EXERCISE -
Copy nothing but the lines below running from the line containing "Provide the segmentation of every instance of the hay-like" through the line containing "Provide the segmentation of every instance of the dirt", both end lines included.

Stored dataset items
[Start of Attachment]
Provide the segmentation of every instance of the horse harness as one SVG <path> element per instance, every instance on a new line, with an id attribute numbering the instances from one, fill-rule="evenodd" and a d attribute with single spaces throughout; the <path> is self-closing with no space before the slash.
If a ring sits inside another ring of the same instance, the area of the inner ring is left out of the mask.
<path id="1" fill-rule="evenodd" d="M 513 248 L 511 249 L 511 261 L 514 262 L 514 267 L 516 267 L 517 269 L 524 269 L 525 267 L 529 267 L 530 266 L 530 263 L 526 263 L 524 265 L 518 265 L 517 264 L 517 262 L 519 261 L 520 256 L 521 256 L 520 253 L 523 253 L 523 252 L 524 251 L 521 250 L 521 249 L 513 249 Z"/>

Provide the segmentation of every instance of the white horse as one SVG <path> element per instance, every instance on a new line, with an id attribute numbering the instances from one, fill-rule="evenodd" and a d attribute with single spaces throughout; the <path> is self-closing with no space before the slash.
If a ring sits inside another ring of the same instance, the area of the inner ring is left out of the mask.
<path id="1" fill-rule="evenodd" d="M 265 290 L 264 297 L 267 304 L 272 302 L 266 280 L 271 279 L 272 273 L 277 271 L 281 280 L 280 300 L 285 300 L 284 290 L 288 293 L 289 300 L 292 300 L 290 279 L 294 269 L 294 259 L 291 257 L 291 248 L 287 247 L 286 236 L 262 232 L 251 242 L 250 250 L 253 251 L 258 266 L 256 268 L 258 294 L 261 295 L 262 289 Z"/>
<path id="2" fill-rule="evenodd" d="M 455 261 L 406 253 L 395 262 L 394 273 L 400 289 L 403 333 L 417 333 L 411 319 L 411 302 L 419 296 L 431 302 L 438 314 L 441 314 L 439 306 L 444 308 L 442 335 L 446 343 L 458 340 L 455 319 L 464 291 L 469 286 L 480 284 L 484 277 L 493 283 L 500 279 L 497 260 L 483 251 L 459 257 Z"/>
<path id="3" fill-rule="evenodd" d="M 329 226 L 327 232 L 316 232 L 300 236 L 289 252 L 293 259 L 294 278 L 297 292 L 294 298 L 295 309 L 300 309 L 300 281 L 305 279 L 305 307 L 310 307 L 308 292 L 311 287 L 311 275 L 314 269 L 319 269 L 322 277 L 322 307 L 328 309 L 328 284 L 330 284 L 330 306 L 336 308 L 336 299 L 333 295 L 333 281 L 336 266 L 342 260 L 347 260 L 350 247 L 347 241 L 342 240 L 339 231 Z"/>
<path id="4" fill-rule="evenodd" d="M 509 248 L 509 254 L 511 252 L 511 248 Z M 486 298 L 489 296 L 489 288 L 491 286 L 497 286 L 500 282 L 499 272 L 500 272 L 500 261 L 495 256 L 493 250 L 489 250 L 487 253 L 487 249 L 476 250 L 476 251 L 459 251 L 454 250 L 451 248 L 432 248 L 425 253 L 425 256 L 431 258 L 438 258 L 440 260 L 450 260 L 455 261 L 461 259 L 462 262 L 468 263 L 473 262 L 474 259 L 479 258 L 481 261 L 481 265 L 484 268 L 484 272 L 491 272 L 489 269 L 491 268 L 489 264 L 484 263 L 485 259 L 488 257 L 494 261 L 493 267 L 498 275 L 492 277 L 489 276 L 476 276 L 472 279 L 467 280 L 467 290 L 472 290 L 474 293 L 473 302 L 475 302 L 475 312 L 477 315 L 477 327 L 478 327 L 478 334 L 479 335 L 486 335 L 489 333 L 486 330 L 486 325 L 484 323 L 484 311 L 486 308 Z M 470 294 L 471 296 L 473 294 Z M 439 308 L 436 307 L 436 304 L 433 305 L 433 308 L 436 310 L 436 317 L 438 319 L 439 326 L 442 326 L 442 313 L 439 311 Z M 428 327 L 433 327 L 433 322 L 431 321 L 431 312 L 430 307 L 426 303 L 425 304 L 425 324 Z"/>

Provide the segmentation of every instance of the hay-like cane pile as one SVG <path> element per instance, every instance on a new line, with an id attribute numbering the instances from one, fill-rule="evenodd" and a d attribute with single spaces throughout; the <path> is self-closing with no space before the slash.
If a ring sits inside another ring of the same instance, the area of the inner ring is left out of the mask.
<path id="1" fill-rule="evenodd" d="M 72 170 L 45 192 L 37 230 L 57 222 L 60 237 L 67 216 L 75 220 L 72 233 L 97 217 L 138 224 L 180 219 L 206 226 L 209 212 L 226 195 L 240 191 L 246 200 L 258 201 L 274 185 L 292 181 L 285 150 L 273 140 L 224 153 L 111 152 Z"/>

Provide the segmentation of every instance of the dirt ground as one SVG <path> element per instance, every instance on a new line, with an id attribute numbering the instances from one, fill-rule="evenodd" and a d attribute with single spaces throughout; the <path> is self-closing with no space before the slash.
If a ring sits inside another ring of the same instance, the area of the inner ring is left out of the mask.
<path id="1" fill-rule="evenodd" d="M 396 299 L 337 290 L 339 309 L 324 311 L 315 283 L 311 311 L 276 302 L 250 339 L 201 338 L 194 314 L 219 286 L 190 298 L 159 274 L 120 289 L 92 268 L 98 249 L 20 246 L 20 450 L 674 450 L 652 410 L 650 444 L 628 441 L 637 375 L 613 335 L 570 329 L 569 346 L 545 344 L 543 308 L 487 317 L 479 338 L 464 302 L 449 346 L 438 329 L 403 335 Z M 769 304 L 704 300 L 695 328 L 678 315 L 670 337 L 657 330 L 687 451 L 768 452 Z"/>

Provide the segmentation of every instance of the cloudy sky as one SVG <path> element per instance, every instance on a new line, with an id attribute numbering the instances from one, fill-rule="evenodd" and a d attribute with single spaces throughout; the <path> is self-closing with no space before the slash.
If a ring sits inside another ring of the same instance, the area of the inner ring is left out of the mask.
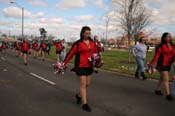
<path id="1" fill-rule="evenodd" d="M 48 34 L 58 38 L 78 37 L 83 25 L 89 25 L 92 33 L 105 35 L 104 16 L 109 12 L 111 0 L 0 0 L 0 32 L 21 33 L 21 8 L 24 7 L 24 34 L 39 35 L 44 27 Z M 147 30 L 155 35 L 168 31 L 174 35 L 175 0 L 144 0 L 152 11 L 153 23 Z M 109 23 L 109 37 L 120 33 L 120 28 Z"/>

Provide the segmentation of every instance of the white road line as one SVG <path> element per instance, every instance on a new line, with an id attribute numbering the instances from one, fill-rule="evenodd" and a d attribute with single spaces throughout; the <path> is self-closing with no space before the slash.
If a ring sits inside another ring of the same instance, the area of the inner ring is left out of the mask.
<path id="1" fill-rule="evenodd" d="M 6 71 L 7 71 L 7 69 L 3 69 L 2 71 L 6 72 Z"/>
<path id="2" fill-rule="evenodd" d="M 2 59 L 3 61 L 5 61 L 5 58 L 4 58 L 4 57 L 1 57 L 1 59 Z"/>
<path id="3" fill-rule="evenodd" d="M 32 75 L 32 76 L 34 76 L 34 77 L 36 77 L 38 79 L 41 79 L 42 81 L 45 81 L 45 82 L 47 82 L 47 83 L 49 83 L 51 85 L 56 85 L 56 83 L 54 83 L 52 81 L 49 81 L 49 80 L 47 80 L 47 79 L 45 79 L 45 78 L 43 78 L 43 77 L 41 77 L 41 76 L 39 76 L 39 75 L 37 75 L 35 73 L 30 73 L 30 75 Z"/>

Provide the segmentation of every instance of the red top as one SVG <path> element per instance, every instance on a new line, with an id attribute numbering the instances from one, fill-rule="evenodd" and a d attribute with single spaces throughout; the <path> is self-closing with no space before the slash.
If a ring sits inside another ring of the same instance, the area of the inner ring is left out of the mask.
<path id="1" fill-rule="evenodd" d="M 56 52 L 60 52 L 63 48 L 63 45 L 61 44 L 61 42 L 57 42 L 55 43 L 55 47 L 56 47 Z"/>
<path id="2" fill-rule="evenodd" d="M 83 41 L 77 41 L 72 46 L 71 50 L 67 54 L 64 64 L 66 65 L 69 60 L 75 55 L 75 65 L 78 67 L 91 67 L 88 60 L 94 53 L 97 53 L 97 47 L 91 40 L 89 46 Z"/>
<path id="3" fill-rule="evenodd" d="M 40 48 L 41 48 L 42 50 L 46 50 L 46 44 L 45 44 L 45 43 L 41 43 L 41 44 L 40 44 Z"/>
<path id="4" fill-rule="evenodd" d="M 168 46 L 167 44 L 162 44 L 157 48 L 151 65 L 157 62 L 157 66 L 171 66 L 173 58 L 175 56 L 175 48 L 173 45 Z"/>
<path id="5" fill-rule="evenodd" d="M 33 48 L 34 50 L 37 50 L 37 49 L 38 49 L 38 43 L 37 43 L 37 42 L 34 42 L 34 43 L 32 44 L 32 48 Z"/>
<path id="6" fill-rule="evenodd" d="M 7 46 L 6 46 L 6 43 L 2 43 L 2 45 L 1 45 L 1 48 L 2 49 L 5 49 Z"/>
<path id="7" fill-rule="evenodd" d="M 98 53 L 104 52 L 104 48 L 102 47 L 100 42 L 96 42 L 96 46 L 97 46 Z"/>
<path id="8" fill-rule="evenodd" d="M 29 51 L 30 45 L 27 42 L 22 43 L 22 50 L 23 51 Z"/>
<path id="9" fill-rule="evenodd" d="M 16 49 L 20 49 L 21 46 L 22 46 L 22 43 L 16 42 L 16 44 L 15 44 L 15 48 Z"/>

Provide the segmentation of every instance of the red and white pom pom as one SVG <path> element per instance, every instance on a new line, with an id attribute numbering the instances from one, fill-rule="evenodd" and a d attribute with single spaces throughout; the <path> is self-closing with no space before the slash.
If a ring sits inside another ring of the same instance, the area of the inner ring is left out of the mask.
<path id="1" fill-rule="evenodd" d="M 149 64 L 147 64 L 147 66 L 146 66 L 146 72 L 148 73 L 148 74 L 153 74 L 153 73 L 155 73 L 156 72 L 156 69 L 155 69 L 155 67 L 154 66 L 152 66 L 152 65 L 149 65 Z"/>
<path id="2" fill-rule="evenodd" d="M 100 68 L 103 65 L 102 56 L 100 54 L 93 54 L 88 60 L 95 68 Z"/>
<path id="3" fill-rule="evenodd" d="M 55 69 L 55 74 L 63 75 L 65 72 L 64 64 L 61 62 L 53 64 L 53 68 Z"/>

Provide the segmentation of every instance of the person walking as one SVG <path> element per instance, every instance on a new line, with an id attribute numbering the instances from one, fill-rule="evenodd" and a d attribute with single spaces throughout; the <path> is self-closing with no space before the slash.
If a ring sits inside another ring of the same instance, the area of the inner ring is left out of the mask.
<path id="1" fill-rule="evenodd" d="M 48 40 L 47 43 L 46 43 L 46 55 L 49 56 L 50 55 L 50 50 L 51 50 L 51 43 L 50 41 Z"/>
<path id="2" fill-rule="evenodd" d="M 7 44 L 6 44 L 6 42 L 2 41 L 0 47 L 1 47 L 1 49 L 2 49 L 2 52 L 3 52 L 3 53 L 6 53 L 6 49 L 7 49 Z"/>
<path id="3" fill-rule="evenodd" d="M 62 44 L 62 51 L 61 51 L 61 61 L 64 61 L 65 57 L 66 57 L 66 47 L 67 47 L 67 44 L 65 42 L 65 39 L 63 39 L 61 41 L 61 44 Z"/>
<path id="4" fill-rule="evenodd" d="M 100 62 L 103 65 L 102 57 L 103 57 L 104 47 L 103 47 L 103 44 L 99 41 L 98 36 L 96 36 L 96 35 L 94 36 L 94 43 L 95 43 L 95 45 L 97 47 L 97 53 L 101 57 L 101 61 Z M 98 68 L 94 67 L 94 72 L 98 73 Z"/>
<path id="5" fill-rule="evenodd" d="M 42 54 L 42 61 L 45 61 L 45 56 L 46 56 L 46 43 L 45 40 L 41 40 L 41 44 L 40 44 L 40 50 L 41 50 L 41 54 Z"/>
<path id="6" fill-rule="evenodd" d="M 32 44 L 32 49 L 33 49 L 33 56 L 36 58 L 38 56 L 38 41 L 35 39 L 33 44 Z"/>
<path id="7" fill-rule="evenodd" d="M 175 96 L 175 58 L 173 61 L 172 95 Z"/>
<path id="8" fill-rule="evenodd" d="M 147 77 L 145 76 L 144 72 L 144 63 L 145 63 L 145 58 L 147 54 L 147 46 L 146 46 L 146 39 L 144 37 L 141 37 L 139 39 L 139 43 L 135 45 L 133 48 L 133 54 L 136 58 L 136 63 L 137 63 L 137 69 L 135 72 L 135 78 L 139 79 L 139 75 L 141 75 L 142 79 L 145 80 Z"/>
<path id="9" fill-rule="evenodd" d="M 55 49 L 56 49 L 56 56 L 57 56 L 57 63 L 61 62 L 61 52 L 63 50 L 63 45 L 60 41 L 60 39 L 58 39 L 55 43 Z"/>
<path id="10" fill-rule="evenodd" d="M 168 32 L 163 33 L 161 37 L 161 43 L 157 46 L 154 58 L 152 59 L 150 65 L 155 65 L 157 62 L 157 70 L 160 74 L 160 80 L 157 84 L 155 94 L 163 96 L 161 92 L 161 85 L 165 86 L 166 99 L 168 101 L 173 101 L 174 98 L 170 94 L 169 87 L 169 72 L 171 70 L 171 64 L 175 57 L 175 46 L 172 43 L 171 34 Z"/>
<path id="11" fill-rule="evenodd" d="M 28 43 L 28 40 L 25 38 L 22 43 L 22 53 L 23 53 L 23 58 L 24 58 L 24 65 L 27 66 L 27 61 L 28 61 L 28 53 L 30 50 L 30 45 Z"/>
<path id="12" fill-rule="evenodd" d="M 64 66 L 66 66 L 69 60 L 75 55 L 74 68 L 72 71 L 76 73 L 80 81 L 80 92 L 78 92 L 75 97 L 77 104 L 82 104 L 82 109 L 87 112 L 91 112 L 92 110 L 87 101 L 87 88 L 90 85 L 91 75 L 93 73 L 93 67 L 88 58 L 97 53 L 96 45 L 90 37 L 90 27 L 82 27 L 80 39 L 73 44 L 63 62 Z"/>

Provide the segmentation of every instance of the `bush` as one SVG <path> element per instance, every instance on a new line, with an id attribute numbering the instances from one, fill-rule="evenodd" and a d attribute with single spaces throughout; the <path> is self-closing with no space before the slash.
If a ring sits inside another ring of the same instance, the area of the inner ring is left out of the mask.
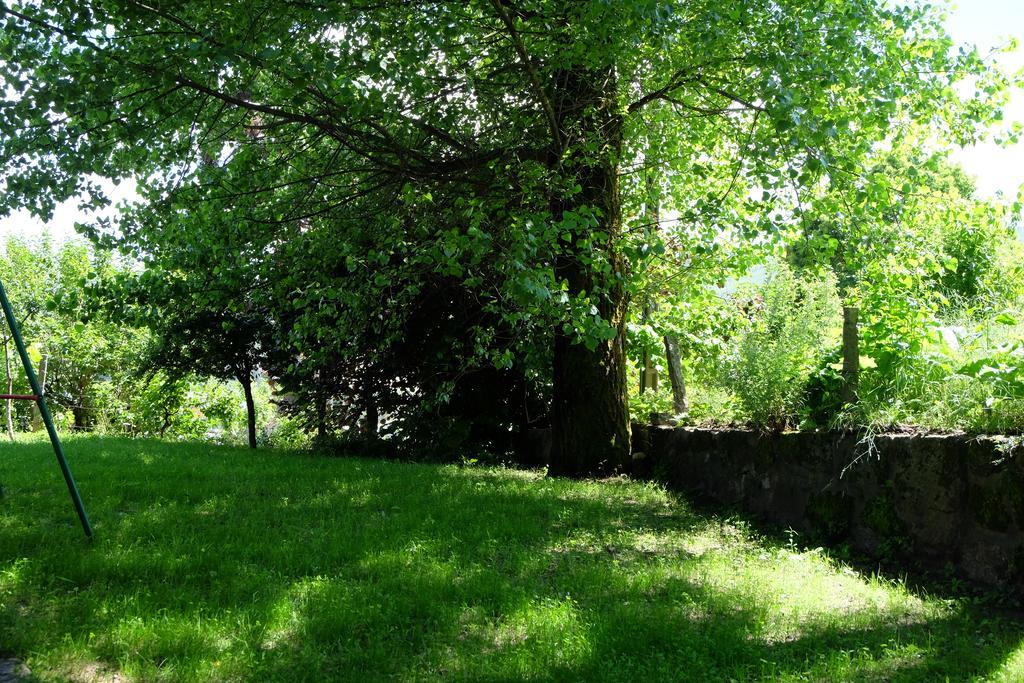
<path id="1" fill-rule="evenodd" d="M 632 422 L 648 424 L 651 413 L 672 412 L 672 390 L 664 384 L 644 393 L 633 393 L 629 397 L 629 419 Z"/>
<path id="2" fill-rule="evenodd" d="M 944 321 L 916 362 L 894 375 L 861 375 L 862 420 L 972 433 L 1024 430 L 1022 321 L 1016 310 Z"/>
<path id="3" fill-rule="evenodd" d="M 741 422 L 743 406 L 736 395 L 717 384 L 701 382 L 690 387 L 689 422 L 704 427 L 717 427 Z"/>
<path id="4" fill-rule="evenodd" d="M 807 382 L 801 426 L 835 427 L 844 417 L 842 355 L 842 349 L 836 347 L 818 359 Z"/>
<path id="5" fill-rule="evenodd" d="M 755 425 L 784 429 L 799 414 L 819 359 L 839 343 L 835 277 L 798 278 L 784 263 L 775 264 L 747 315 L 747 329 L 726 357 L 726 383 Z"/>

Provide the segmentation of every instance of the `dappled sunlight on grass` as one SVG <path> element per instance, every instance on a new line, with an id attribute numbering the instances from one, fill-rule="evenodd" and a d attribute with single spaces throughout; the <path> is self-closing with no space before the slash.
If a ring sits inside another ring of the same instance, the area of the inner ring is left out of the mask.
<path id="1" fill-rule="evenodd" d="M 999 683 L 1024 681 L 1024 644 L 1011 652 L 1006 660 L 992 672 L 992 680 L 999 681 Z"/>
<path id="2" fill-rule="evenodd" d="M 0 447 L 0 650 L 41 680 L 1014 680 L 1019 624 L 539 472 Z M 1004 671 L 1010 672 L 1004 675 Z"/>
[End of Attachment]
WRITTEN RESPONSE -
Provide the segmentation of every instance of the hay-like cane pile as one SVG <path> element per instance, every instance on a new line, with an id attribute numbering the instances from one, fill-rule="evenodd" and a d attribute with single spaces throughout; the <path> is self-closing with no space before the slash.
If a ring sits inside another ring of the same instance, the area of the inner ring is left out of the mask.
<path id="1" fill-rule="evenodd" d="M 72 170 L 45 192 L 37 230 L 57 222 L 60 237 L 67 216 L 75 220 L 72 233 L 97 217 L 138 224 L 180 219 L 206 226 L 209 212 L 226 195 L 240 191 L 246 200 L 258 201 L 274 185 L 292 181 L 285 150 L 273 140 L 224 153 L 111 152 Z"/>

Provide the segmentation of every instance of the dirt ground as one SVG <path> element per instance, every instance on a new line, with an id attribute numbering the instances from one, fill-rule="evenodd" and a d attribute with single spaces throughout; the <path> is self-closing with no space before the slash.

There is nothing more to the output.